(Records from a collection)

════════════════

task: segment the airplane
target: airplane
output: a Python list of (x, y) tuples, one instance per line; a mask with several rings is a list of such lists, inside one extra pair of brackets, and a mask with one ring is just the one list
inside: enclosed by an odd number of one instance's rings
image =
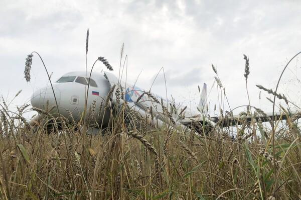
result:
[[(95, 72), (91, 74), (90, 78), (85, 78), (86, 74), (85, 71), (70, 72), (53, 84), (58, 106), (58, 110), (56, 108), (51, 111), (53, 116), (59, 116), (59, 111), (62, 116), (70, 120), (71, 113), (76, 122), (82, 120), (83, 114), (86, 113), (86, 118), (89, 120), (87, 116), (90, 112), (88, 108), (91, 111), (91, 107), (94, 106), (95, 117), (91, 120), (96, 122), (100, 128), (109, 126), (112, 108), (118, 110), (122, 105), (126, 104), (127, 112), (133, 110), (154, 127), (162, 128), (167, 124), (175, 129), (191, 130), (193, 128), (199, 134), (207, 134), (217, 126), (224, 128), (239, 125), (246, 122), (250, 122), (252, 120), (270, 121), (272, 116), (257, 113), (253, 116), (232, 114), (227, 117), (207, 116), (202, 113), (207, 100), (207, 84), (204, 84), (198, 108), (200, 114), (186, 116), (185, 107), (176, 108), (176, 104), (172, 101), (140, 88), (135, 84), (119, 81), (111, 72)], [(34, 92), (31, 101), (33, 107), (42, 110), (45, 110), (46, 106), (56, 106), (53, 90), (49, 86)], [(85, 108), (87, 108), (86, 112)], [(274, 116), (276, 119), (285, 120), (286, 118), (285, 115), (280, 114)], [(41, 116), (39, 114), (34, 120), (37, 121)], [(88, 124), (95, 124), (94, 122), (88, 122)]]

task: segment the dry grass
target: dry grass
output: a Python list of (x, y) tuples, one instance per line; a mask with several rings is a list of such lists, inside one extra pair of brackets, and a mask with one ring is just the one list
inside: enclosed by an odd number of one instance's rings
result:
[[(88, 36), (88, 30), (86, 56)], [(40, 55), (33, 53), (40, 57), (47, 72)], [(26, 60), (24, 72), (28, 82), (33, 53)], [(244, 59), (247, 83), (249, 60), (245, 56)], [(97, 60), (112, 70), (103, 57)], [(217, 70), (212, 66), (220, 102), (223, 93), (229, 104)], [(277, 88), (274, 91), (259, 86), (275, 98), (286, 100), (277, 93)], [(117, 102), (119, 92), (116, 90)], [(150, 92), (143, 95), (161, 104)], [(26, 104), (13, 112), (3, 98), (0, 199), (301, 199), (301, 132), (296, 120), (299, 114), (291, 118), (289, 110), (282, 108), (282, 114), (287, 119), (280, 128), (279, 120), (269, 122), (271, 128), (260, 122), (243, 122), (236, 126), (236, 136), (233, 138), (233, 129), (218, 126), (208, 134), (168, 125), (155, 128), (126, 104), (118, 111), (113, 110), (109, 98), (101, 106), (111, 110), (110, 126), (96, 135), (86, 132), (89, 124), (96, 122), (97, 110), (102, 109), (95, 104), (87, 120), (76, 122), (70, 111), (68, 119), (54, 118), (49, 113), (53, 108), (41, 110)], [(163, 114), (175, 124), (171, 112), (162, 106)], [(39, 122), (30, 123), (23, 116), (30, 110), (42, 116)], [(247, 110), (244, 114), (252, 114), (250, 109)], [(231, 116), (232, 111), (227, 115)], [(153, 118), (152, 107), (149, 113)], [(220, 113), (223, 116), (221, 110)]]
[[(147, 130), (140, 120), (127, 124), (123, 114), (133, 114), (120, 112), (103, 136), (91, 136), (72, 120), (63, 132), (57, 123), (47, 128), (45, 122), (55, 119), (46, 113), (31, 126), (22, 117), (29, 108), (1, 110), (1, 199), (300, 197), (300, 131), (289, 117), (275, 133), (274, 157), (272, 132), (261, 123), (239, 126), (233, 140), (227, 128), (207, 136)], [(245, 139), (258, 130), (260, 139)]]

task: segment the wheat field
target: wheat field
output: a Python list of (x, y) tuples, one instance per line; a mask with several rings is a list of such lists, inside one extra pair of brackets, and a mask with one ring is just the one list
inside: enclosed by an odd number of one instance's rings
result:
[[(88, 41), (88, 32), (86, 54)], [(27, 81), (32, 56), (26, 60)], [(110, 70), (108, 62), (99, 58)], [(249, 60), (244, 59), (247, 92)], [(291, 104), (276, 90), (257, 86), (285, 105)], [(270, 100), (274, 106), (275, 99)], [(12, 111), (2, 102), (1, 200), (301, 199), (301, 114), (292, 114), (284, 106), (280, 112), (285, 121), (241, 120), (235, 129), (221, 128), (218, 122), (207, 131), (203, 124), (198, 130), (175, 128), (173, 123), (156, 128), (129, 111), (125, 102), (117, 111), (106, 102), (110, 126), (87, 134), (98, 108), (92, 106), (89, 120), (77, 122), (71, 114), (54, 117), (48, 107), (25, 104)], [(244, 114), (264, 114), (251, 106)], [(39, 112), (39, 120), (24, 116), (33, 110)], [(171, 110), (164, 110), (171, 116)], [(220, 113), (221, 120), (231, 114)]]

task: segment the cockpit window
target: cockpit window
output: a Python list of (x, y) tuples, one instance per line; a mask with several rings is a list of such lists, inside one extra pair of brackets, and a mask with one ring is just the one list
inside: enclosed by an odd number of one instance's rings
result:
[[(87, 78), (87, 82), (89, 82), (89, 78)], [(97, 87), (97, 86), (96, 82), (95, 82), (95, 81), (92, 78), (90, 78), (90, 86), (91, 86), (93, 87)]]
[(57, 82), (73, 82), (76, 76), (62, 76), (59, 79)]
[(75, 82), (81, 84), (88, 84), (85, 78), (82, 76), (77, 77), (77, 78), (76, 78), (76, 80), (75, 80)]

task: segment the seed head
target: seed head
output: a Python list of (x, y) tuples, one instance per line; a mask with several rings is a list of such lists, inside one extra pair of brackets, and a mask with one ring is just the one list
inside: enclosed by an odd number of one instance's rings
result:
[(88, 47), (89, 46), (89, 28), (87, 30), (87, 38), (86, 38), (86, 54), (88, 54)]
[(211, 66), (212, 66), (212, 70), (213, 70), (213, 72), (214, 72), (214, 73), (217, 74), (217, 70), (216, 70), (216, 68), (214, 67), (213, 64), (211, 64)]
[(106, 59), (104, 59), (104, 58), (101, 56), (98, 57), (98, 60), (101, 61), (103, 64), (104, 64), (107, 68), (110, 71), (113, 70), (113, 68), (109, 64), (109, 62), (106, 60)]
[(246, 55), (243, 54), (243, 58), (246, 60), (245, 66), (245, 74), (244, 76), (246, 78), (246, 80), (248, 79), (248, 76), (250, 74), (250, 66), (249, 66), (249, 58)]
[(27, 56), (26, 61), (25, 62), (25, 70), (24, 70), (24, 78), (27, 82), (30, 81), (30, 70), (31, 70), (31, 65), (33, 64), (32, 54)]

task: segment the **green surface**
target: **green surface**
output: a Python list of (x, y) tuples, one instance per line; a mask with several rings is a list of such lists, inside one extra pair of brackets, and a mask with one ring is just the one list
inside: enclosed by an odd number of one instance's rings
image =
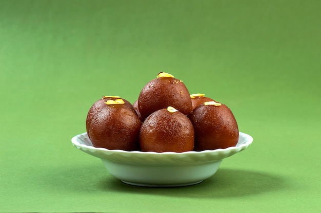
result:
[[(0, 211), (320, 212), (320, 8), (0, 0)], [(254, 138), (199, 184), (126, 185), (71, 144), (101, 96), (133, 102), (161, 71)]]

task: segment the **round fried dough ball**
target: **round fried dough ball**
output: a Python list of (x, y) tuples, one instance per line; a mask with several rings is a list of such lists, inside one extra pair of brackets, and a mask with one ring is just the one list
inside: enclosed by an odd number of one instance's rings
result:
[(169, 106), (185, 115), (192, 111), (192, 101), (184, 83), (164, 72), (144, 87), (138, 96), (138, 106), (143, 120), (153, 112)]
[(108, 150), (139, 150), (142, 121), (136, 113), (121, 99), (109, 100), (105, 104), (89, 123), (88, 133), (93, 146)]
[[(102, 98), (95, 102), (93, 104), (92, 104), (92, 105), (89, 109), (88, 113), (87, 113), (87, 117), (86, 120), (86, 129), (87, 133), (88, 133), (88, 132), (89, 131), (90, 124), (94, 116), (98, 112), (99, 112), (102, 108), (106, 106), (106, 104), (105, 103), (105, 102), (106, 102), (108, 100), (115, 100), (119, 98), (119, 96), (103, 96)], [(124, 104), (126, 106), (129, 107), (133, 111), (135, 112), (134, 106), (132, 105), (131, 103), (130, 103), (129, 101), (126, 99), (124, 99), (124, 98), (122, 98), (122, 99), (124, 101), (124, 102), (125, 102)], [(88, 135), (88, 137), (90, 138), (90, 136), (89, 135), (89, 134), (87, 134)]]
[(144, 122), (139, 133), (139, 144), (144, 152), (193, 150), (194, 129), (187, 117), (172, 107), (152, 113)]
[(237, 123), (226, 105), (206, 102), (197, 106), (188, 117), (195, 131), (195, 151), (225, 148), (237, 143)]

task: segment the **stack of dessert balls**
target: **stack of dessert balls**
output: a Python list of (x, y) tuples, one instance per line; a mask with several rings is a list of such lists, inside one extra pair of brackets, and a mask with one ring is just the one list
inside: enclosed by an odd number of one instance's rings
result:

════════════════

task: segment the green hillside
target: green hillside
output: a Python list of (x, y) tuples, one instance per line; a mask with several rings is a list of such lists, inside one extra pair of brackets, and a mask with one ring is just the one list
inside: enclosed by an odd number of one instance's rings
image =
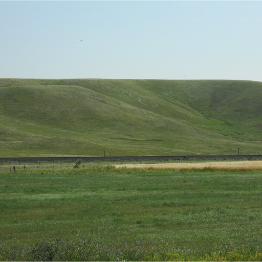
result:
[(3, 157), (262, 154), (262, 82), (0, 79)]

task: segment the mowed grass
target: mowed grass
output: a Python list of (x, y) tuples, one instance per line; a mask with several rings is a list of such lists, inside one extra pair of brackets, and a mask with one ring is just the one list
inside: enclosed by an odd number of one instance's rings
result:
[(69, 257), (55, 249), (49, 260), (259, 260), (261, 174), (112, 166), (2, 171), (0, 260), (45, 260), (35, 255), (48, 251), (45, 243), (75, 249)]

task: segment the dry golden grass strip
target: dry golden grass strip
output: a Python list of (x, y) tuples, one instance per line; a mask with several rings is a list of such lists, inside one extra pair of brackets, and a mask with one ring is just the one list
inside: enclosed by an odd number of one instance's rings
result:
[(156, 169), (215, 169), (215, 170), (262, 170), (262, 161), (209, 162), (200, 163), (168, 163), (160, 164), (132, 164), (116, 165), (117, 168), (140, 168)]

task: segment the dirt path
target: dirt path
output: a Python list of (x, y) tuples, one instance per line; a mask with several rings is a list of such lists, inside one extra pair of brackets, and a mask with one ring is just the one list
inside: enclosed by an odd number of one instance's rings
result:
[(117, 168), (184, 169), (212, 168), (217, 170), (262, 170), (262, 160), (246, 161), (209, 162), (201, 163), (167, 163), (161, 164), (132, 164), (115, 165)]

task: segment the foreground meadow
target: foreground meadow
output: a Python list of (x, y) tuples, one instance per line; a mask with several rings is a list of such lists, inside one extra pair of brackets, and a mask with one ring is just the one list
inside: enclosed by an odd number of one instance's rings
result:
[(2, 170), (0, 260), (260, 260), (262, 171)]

════════════════

Lay out the lines of the material from the line containing "task: segment the **round fried dough ball**" through the line containing "133), (93, 146)]", both included, as a JSON list of strings with one string per line and blank lines omitted.

[
  "task: segment the **round fried dough ball**",
  "target: **round fried dough ball**",
  "output: a Python list of (x, y) tuples, one instance per line; a mask with several rings is a list of such lists, inside one extra pair of brackets, and a mask with one ring is just the one list",
  "inside: enclosed by an odd number of one instance's rings",
  "result:",
  "[(169, 106), (185, 115), (192, 111), (192, 101), (184, 83), (164, 72), (144, 87), (138, 96), (138, 106), (143, 120), (153, 112)]",
  "[(108, 150), (139, 150), (142, 121), (136, 113), (121, 99), (109, 100), (105, 104), (89, 123), (88, 133), (93, 146)]"
]